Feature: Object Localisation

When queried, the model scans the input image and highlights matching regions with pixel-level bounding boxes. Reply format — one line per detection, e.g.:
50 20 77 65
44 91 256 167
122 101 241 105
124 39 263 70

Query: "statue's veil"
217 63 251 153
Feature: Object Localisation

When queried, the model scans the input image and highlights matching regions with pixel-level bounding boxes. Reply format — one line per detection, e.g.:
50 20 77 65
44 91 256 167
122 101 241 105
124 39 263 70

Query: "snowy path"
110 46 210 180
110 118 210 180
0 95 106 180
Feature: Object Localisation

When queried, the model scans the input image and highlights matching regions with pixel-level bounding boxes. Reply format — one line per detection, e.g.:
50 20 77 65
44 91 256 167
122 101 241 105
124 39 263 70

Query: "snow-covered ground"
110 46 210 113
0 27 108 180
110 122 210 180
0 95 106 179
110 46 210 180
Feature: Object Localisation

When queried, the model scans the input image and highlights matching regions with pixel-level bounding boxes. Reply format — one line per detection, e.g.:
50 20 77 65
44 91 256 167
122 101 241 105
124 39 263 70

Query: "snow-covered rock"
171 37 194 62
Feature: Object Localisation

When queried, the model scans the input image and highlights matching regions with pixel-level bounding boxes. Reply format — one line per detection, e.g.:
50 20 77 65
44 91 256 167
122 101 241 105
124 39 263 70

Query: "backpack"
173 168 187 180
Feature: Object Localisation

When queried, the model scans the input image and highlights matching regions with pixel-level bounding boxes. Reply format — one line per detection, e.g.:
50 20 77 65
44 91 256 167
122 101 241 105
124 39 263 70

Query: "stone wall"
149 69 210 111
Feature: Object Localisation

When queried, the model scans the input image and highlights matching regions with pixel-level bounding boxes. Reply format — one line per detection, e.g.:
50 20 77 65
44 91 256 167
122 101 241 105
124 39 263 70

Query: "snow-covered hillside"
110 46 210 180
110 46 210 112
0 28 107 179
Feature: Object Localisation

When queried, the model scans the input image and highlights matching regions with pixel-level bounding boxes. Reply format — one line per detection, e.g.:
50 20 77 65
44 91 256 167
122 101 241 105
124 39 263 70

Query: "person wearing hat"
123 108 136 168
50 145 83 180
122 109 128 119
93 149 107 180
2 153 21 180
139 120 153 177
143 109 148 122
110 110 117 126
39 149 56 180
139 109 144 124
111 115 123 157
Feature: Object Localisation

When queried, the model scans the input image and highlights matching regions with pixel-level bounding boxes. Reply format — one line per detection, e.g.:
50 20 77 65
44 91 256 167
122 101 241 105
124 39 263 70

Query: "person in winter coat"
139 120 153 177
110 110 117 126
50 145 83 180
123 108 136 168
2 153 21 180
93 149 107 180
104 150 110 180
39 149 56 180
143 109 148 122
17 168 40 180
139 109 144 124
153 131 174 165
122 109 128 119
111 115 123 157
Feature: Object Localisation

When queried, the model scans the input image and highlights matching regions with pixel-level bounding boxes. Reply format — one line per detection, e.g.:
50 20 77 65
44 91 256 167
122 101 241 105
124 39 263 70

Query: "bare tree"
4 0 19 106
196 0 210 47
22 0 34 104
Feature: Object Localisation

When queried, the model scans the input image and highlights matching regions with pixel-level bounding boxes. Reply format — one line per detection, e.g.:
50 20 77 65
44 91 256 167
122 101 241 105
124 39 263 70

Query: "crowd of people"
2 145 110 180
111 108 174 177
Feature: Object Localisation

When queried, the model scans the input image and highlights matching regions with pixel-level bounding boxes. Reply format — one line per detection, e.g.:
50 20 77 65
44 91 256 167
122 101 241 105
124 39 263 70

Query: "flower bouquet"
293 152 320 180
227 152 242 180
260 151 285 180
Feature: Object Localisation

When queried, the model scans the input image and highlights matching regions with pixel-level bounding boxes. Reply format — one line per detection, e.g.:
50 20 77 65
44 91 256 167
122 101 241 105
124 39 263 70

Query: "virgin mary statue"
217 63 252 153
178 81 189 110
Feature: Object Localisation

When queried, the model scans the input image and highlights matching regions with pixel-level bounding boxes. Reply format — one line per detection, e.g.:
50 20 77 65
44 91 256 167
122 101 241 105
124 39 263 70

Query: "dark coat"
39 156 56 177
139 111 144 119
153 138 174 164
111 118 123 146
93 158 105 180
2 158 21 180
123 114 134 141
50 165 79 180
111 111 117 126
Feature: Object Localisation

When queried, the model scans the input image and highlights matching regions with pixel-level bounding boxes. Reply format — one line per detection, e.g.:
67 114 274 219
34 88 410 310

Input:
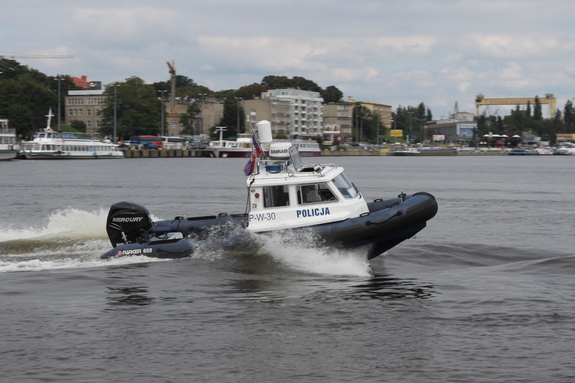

⁂

### THE EXERCISE:
Starting at the top of the records and ending at the line containing "217 63 251 153", write those lines out again, requests included, and increase every bounding-box coordinate in the answers by 62 while leaving all other numbers unchanged.

### TASK RESULT:
Feature: Object Localisation

When queried, the model scans the input image and highlights matching regions with pixel-level bounding boxes. Reply format — one line per detection, e.g.:
50 20 77 65
44 91 256 167
122 101 241 105
124 39 263 70

Query: "statue's veil"
279 125 313 215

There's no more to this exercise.